Records for the exercise Start Marker

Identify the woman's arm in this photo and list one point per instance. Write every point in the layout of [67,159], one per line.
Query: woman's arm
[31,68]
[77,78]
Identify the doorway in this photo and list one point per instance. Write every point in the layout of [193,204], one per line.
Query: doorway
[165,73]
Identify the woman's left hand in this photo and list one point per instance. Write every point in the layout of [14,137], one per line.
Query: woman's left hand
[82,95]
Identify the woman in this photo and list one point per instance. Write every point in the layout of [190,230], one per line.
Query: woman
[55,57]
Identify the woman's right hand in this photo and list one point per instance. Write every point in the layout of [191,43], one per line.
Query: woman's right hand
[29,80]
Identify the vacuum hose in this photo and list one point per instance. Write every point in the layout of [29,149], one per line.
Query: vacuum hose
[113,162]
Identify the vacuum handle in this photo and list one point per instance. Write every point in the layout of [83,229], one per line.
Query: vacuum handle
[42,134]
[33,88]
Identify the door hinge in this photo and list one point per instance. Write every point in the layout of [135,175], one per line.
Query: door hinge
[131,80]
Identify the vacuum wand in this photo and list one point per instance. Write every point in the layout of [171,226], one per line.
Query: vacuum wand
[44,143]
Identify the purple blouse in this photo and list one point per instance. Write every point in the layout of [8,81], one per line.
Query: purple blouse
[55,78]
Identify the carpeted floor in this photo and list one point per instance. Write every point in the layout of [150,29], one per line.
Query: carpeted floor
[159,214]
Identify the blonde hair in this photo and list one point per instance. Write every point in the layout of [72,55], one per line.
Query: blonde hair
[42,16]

Records for the exercise End Marker

=== Problem statement ===
Your task is to reproduce all the material exactly as it stands.

=== Response box ===
Identify the woman's arm in this photo and list one point per instance. Write every point in the layout of [67,159], one per line.
Query: woman's arm
[31,68]
[77,78]
Identify the doorway in this photo and list one point per instance. Write every point in the layout of [193,204], one per line.
Query: doorway
[165,73]
Identify the woman's left hand in this photo and list one point per instance. Write every point in the layout of [14,137], one per line.
Query: woman's left hand
[82,95]
Identify the woman in this photo and list one point per instance. Write every point in the layout of [190,230], one per line.
Query: woman
[55,57]
Identify the woman's right hand in this photo and list one point per instance. Write every point in the layout of [191,43], one per line.
Query: woman's right hand
[29,80]
Identify the vacuum hose in this photo and list one point per instance. Write every point in the layout of [29,149], one per line.
Query: vacuum hose
[113,162]
Identify the vacuum handle in this photo and list one point per instance. Write every point in the layout of [83,229], one per line.
Query: vacuum handle
[42,134]
[33,88]
Identify the door hinge in this photo and list one point per instance. Write every point in the layout of [135,175], one per line.
Query: door hinge
[131,80]
Identify the vacuum wand in this photo and list one point per instance. Write every point in the layout of [171,226], one per line.
Query: vacuum wand
[44,143]
Identify the purple blouse in this photo and list one point per instance. Write every point in the layout of [8,81], one per line.
Query: purple blouse
[55,78]
Identify the carpeted floor in this photo and list one point per instance. Write every point in the layout of [150,29], one per line.
Query: carpeted floor
[159,214]
Identify the blonde hair in this photo and list one point per instance. Write every point in the layout of [72,55], one per line.
Query: blonde hair
[42,16]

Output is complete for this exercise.